§ Excerto:
::::::::::

Quando for rico vou querer contratar o secretário de estado da saúde Sales para vir tratar-me das nódoas difíceis, como aquelas que resultam de nos esquecermos do avental e do azeite de fritar a entremeada nos saltar para a caxemira. Não me digam que o perderam ontem (vale a pena) nas famosas conferências de imprensa enlatadas, a jurar que afinal os 7.500 casos de Covid19 do dia não eram, afinal, tantos, pois alguém, malvado, se esqueceu de comunicar os casos de outros dias e eles em Lisboa sem saber de nada, que nunca ninguém lhe diz nada, coitados. Assim, para o sossego de todos, aquela barbaridade de casos deverá ser distribuída em suaves prestações. Encostei-me logo para trás no sofá, a mão no balde de pipocas e os olhos no LCD, morto por mais ansiolítico. E ele diz logo que o índice de contágio está a diminuir a olhos vistos no país, até no Norte, esse pequeno Huan português. Olhei de lado, mirei a Francelina com orgulho, como quem diz: "Assim vale a pena ser governado, com esta limpeza, sem necessidade de recolher obrigatório, sem assentos vagos nos aviões, sem restringir liberdades..."

::::::::::

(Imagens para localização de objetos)
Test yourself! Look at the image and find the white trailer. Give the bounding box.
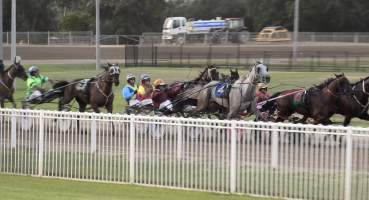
[162,17,249,45]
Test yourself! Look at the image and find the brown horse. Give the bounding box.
[263,75,352,124]
[337,77,369,126]
[53,64,120,113]
[0,61,27,108]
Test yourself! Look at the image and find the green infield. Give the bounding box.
[2,65,368,127]
[0,174,275,200]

::::::::::

§ Tarefas a realizar:
(A) Na crónica sobre o secretário de estado da saúde Sales, quantos casos de Covid19 do dia são referidos?
(B) Prossiga a crónica sobre o secretário de estado da saúde Sales a partir do ponto em que termina.

§ Respostas aos exercícios:
(A) 7.500 casos.

(B)
Em seguida o nosso homem desaparece do ecrã, o telejornal continua e a desgraça abate-se aos nossos olhos, mas isso (até desabafei com a Francelina) deve ser pelos mesmos motivos que o Trump se queixa tanto dos órgãos noticiosos, é tudo shaike news para nos desestabilizar a digestão ou, dando desconto, serão fenómenos episódicos, esporádicos, residuais, que o país recomenda-se, apesar de os Lares parecerem Peta-Zetas, de os hospitais rebentarem pelas costuras, de os casos de internamento por Covid aumentarem, de os doentes em cuidados intensivos aumentarem, de o número de consultas por Covid estar a aumentar em grande nos Cuidados de Saúde Primários, do número de pneumonias a crescer, do número de morte em geral sobe-sobe-balão-sobe.
E depois - tudo num mesmo telejornal - trazem o bolo com a granada em cima: os militares invadiram a Administração Regional de Saúde (ARS) de Lisboa e Vale do Tejo, fardados e tudo, e vão passar a ser eles a tratar de distribuir os internamentos por Covid na dezena e meia de hospitais da região (4 milhões de habitantes), pois, pelos vistos, o Ministério da Saúde não consegue fazer isto.
"Roger. Código Cravinho: Doente de Beatriz Ângelo para Médio Tejo. Afirmativo."
"Roger, contrassenha Noz Moscada. Negativo: Médio Tejo kapute. Alternativa Hospital Mealhada. Roger."
"Roger. Noz Moscada no canal. Negativo: Mealhada Área 2, fora área: Zona Centro não aceita doentes Área 1. Roger.
"Roger, Cravinho. Vamos levar assunto a reunião bipartida Defesa-Saúde. Doente que aguarde. Roger.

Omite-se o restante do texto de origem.